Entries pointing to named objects
━━━━━━━━━━━━━━━━━━━━

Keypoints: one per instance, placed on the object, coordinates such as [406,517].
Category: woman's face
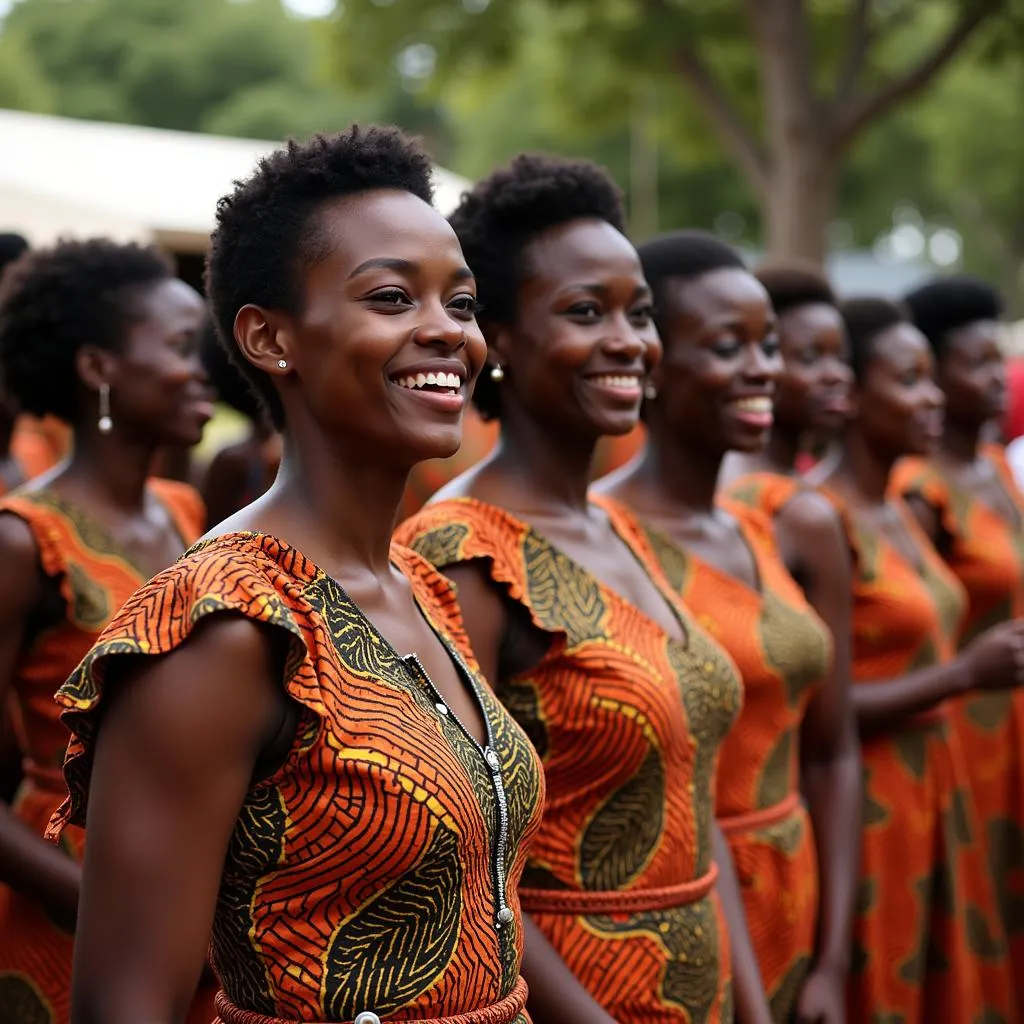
[813,390]
[898,404]
[717,380]
[386,348]
[972,374]
[159,391]
[584,341]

━━━━━━━━━━━━━━━━━━━━

### INSTRUCTION
Rewrite every line of the listing above as a numbered list, skipping any blank lines and leaving out the pictures.

### TASK ANSWER
1. Keypoints: one per instance, placed on the object, coordinates such as [406,517].
2. Category: woman's face
3. [813,390]
4. [898,404]
5. [717,380]
6. [386,348]
7. [972,374]
8. [159,391]
9. [584,341]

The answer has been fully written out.